[EXERCISE TASK] Reproduce exactly the final portion of the data: every line from the one containing "Target: sandy ground" through the last line, inclusive.

[Stored items from a collection]

↓↓↓

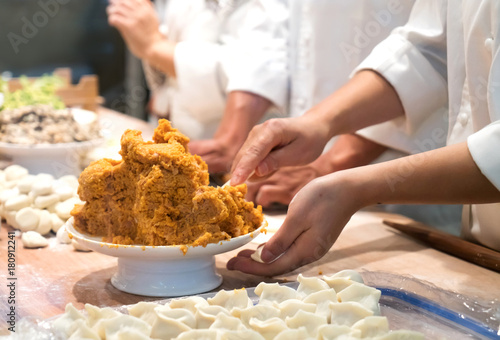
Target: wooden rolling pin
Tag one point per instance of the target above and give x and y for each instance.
(468, 251)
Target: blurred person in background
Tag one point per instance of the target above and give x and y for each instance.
(215, 68)
(323, 52)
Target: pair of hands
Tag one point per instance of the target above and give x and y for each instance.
(138, 24)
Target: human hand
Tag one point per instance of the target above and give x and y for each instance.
(315, 218)
(281, 186)
(277, 143)
(138, 24)
(216, 153)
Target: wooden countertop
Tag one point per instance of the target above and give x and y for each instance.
(49, 278)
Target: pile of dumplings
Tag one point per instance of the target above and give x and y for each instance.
(37, 204)
(336, 307)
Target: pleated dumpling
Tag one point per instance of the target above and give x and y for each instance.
(188, 303)
(206, 315)
(144, 311)
(337, 332)
(260, 312)
(227, 322)
(293, 334)
(268, 328)
(322, 300)
(310, 285)
(367, 296)
(348, 313)
(273, 293)
(372, 326)
(246, 334)
(237, 298)
(343, 279)
(83, 332)
(199, 334)
(65, 324)
(124, 327)
(401, 335)
(172, 322)
(288, 308)
(310, 321)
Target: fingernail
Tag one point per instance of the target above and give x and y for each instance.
(262, 169)
(267, 256)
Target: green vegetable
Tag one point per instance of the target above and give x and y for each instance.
(40, 91)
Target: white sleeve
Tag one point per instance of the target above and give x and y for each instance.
(413, 60)
(256, 60)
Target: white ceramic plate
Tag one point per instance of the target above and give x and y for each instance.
(163, 270)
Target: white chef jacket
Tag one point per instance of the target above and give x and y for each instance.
(240, 45)
(450, 50)
(328, 39)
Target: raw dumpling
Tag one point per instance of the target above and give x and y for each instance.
(348, 313)
(227, 322)
(144, 311)
(172, 322)
(199, 334)
(367, 296)
(188, 303)
(308, 320)
(337, 332)
(293, 334)
(372, 326)
(66, 323)
(271, 293)
(288, 308)
(205, 315)
(230, 299)
(260, 312)
(310, 285)
(322, 300)
(268, 328)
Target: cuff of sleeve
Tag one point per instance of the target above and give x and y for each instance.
(420, 87)
(483, 147)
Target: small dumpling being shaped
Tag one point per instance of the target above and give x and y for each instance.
(372, 326)
(83, 332)
(348, 313)
(268, 328)
(172, 322)
(310, 321)
(227, 322)
(66, 323)
(293, 334)
(337, 332)
(401, 335)
(206, 315)
(237, 298)
(322, 300)
(246, 334)
(288, 308)
(188, 303)
(123, 327)
(273, 293)
(367, 296)
(144, 311)
(199, 334)
(309, 285)
(260, 312)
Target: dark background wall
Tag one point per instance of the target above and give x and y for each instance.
(37, 36)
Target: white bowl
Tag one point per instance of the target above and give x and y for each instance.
(56, 159)
(165, 271)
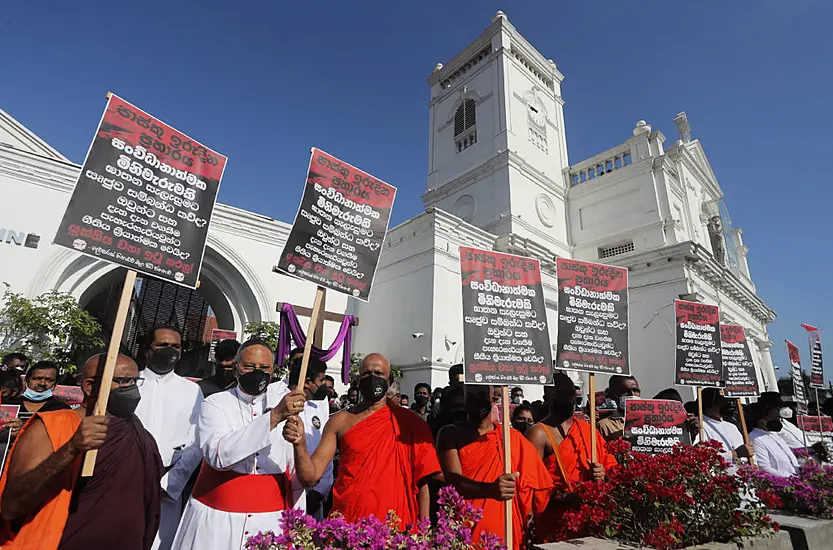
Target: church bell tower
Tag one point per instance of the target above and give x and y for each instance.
(496, 143)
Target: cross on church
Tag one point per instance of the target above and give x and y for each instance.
(318, 332)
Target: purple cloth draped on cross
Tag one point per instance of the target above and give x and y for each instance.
(291, 330)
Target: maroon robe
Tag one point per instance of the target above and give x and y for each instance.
(118, 507)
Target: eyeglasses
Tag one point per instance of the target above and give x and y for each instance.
(128, 380)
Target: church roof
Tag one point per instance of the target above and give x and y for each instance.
(15, 135)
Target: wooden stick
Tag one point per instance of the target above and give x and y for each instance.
(700, 412)
(745, 432)
(818, 412)
(110, 365)
(313, 322)
(507, 466)
(592, 384)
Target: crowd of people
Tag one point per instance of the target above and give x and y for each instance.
(190, 465)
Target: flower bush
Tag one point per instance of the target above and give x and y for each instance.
(456, 519)
(665, 501)
(809, 492)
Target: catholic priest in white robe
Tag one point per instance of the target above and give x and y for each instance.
(169, 410)
(245, 478)
(716, 429)
(314, 416)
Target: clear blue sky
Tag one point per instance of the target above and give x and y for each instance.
(263, 81)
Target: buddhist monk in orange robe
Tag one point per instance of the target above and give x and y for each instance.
(563, 441)
(387, 454)
(43, 503)
(471, 454)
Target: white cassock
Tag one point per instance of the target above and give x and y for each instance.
(169, 410)
(244, 478)
(725, 433)
(314, 416)
(791, 434)
(772, 454)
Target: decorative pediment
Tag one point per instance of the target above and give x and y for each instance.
(14, 134)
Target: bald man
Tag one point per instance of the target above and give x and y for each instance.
(245, 478)
(387, 453)
(120, 502)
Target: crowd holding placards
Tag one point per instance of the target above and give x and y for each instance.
(210, 464)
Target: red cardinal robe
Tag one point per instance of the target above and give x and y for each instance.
(482, 460)
(383, 458)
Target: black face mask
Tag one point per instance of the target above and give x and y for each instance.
(520, 426)
(774, 426)
(163, 360)
(478, 408)
(373, 388)
(562, 408)
(223, 377)
(123, 401)
(323, 392)
(254, 383)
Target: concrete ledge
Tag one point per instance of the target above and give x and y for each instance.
(780, 541)
(806, 533)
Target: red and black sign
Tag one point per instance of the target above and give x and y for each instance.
(592, 317)
(739, 372)
(144, 197)
(340, 227)
(654, 426)
(505, 334)
(799, 394)
(816, 363)
(698, 345)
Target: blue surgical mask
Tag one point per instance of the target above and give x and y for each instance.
(37, 396)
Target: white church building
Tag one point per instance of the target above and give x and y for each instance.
(498, 178)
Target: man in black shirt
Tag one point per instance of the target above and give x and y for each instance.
(223, 378)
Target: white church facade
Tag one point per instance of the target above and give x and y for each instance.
(498, 178)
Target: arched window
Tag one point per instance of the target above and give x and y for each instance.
(464, 118)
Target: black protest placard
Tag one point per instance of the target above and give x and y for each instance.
(654, 426)
(340, 227)
(144, 197)
(592, 317)
(799, 393)
(505, 334)
(817, 428)
(739, 372)
(816, 362)
(699, 360)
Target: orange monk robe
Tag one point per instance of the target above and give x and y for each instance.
(482, 461)
(43, 530)
(575, 453)
(383, 458)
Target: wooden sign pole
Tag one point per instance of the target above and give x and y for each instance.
(745, 432)
(110, 365)
(592, 385)
(700, 412)
(507, 466)
(313, 323)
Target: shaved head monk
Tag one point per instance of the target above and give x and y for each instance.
(563, 441)
(471, 454)
(387, 453)
(47, 502)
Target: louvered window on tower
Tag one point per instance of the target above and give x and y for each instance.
(615, 250)
(465, 130)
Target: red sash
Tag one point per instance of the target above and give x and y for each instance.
(240, 493)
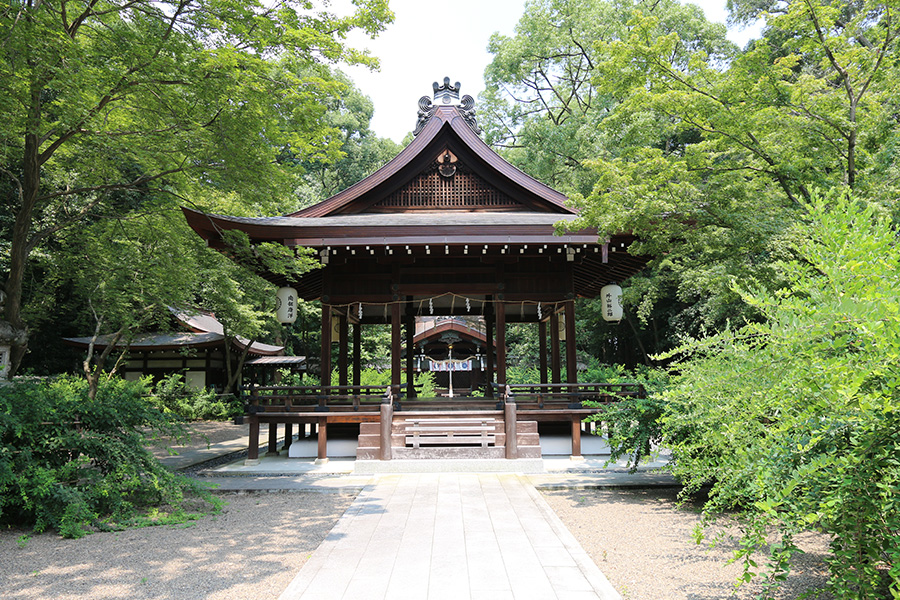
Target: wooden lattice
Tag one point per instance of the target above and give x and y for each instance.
(464, 190)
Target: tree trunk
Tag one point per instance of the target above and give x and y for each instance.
(19, 250)
(235, 374)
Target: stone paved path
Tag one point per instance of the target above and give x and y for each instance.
(453, 536)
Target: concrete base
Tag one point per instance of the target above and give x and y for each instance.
(473, 465)
(336, 448)
(559, 445)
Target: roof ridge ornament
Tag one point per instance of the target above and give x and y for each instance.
(446, 94)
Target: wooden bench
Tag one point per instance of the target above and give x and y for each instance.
(450, 432)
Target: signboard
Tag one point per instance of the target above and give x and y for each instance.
(451, 365)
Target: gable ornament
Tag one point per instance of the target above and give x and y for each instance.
(446, 94)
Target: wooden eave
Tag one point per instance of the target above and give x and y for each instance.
(387, 230)
(434, 333)
(445, 129)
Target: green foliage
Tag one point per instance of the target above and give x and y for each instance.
(77, 465)
(632, 425)
(173, 395)
(796, 420)
(542, 106)
(121, 112)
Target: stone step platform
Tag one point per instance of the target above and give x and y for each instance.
(449, 465)
(369, 446)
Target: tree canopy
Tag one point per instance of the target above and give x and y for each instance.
(114, 107)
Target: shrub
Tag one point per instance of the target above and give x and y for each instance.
(75, 465)
(796, 420)
(173, 395)
(633, 425)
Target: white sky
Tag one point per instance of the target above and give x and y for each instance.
(431, 40)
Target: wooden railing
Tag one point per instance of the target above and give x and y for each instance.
(262, 399)
(568, 395)
(286, 399)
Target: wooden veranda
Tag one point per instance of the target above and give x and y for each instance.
(447, 228)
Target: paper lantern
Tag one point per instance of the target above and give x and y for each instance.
(286, 305)
(612, 303)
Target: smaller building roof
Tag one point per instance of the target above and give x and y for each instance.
(206, 332)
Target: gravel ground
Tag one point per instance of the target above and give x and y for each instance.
(643, 544)
(250, 551)
(255, 547)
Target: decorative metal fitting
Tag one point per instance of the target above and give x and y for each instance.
(446, 94)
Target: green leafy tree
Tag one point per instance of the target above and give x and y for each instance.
(103, 97)
(794, 420)
(78, 464)
(361, 151)
(543, 107)
(708, 159)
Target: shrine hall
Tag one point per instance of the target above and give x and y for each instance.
(446, 229)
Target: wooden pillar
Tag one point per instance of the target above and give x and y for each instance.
(273, 439)
(571, 358)
(410, 350)
(343, 351)
(357, 353)
(322, 447)
(500, 315)
(288, 436)
(554, 348)
(576, 437)
(325, 361)
(387, 418)
(489, 352)
(512, 443)
(542, 349)
(253, 445)
(395, 347)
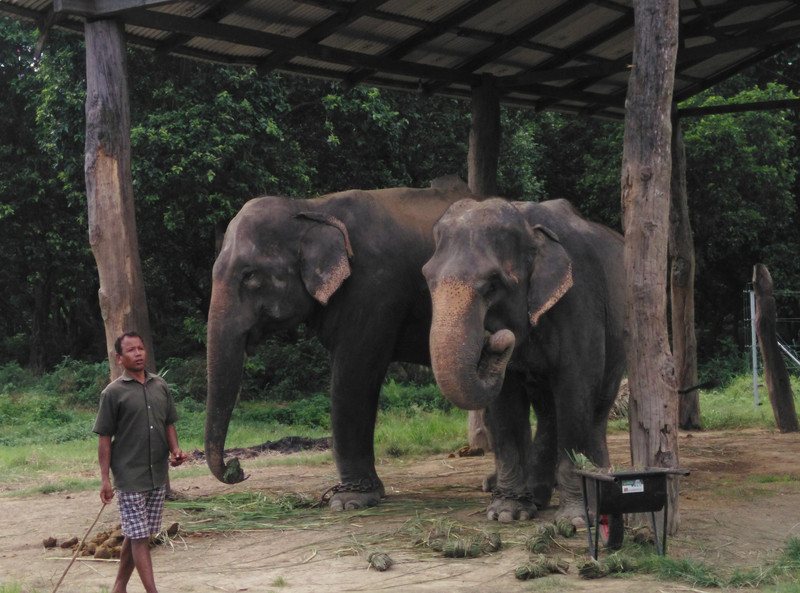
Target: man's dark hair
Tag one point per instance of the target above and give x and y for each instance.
(118, 343)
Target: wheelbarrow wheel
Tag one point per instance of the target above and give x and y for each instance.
(612, 531)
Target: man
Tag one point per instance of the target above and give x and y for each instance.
(136, 424)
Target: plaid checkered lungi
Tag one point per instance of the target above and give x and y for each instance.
(140, 512)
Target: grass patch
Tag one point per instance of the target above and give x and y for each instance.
(782, 574)
(732, 406)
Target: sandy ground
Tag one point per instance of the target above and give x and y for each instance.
(737, 508)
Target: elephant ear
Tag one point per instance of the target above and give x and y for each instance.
(325, 254)
(552, 273)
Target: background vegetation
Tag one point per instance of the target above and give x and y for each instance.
(206, 139)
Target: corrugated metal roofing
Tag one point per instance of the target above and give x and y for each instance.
(568, 55)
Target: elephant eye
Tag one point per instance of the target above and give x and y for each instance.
(491, 286)
(251, 280)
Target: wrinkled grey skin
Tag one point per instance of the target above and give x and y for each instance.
(349, 266)
(528, 311)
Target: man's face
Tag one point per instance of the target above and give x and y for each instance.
(133, 354)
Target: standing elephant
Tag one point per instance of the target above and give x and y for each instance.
(349, 266)
(528, 311)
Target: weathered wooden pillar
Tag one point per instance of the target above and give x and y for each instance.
(109, 187)
(484, 139)
(776, 375)
(646, 172)
(484, 149)
(681, 250)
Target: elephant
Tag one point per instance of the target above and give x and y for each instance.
(349, 266)
(528, 306)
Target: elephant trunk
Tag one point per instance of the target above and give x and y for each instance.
(469, 365)
(225, 365)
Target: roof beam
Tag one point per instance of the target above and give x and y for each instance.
(298, 47)
(103, 8)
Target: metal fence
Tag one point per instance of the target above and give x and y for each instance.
(787, 329)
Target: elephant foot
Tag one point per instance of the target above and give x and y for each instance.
(351, 496)
(572, 512)
(510, 508)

↑↑↑

[EXERCISE OUTPUT]
Target: sandy ground
Tag one point per instance of the target above and give x and y for each instance.
(737, 508)
Target: elephant ear
Tag one point per instance of the target above and give x and y for each instance.
(325, 254)
(552, 273)
Target: background vegetation
Tag one point per instance of the target above and give x and y for each instance.
(206, 139)
Target: corrugated metal roofing
Tag one point per instance of the target above and give x and y for each instance.
(568, 55)
Target: elephant eye
Tag one point per instance of the target above and give x and y for each instance.
(491, 286)
(251, 280)
Target: wrinkled grey skin
Tag one point per instance of the target above and give x and y for each instance.
(349, 266)
(528, 311)
Target: man's face
Tag one point per instance of the target above and give x and y for each instance.
(133, 354)
Target: standing elephant
Tag one point per instance of the target above and give x and y for each instance.
(349, 266)
(528, 311)
Target: weathered wooden pillar
Tag one point per instance of the target above and give x and y for each instance.
(109, 187)
(484, 139)
(776, 375)
(646, 172)
(484, 149)
(681, 250)
Target: elephant
Tag one point per instance of the target above and give x and y for each instance.
(349, 266)
(528, 306)
Target: elephant trunk
Tag one point per instance of the target above and give x and y for each instance.
(469, 365)
(225, 365)
Target: roof beam
Tag one point per instance of the target above and give x and y for each instance.
(298, 47)
(103, 8)
Target: metal fence
Tag one point per instance of the target above and give x and y for each instance.
(787, 329)
Target: elephant foot
Tag one point per instance of the target above and give x and y for each instance.
(351, 496)
(572, 512)
(510, 508)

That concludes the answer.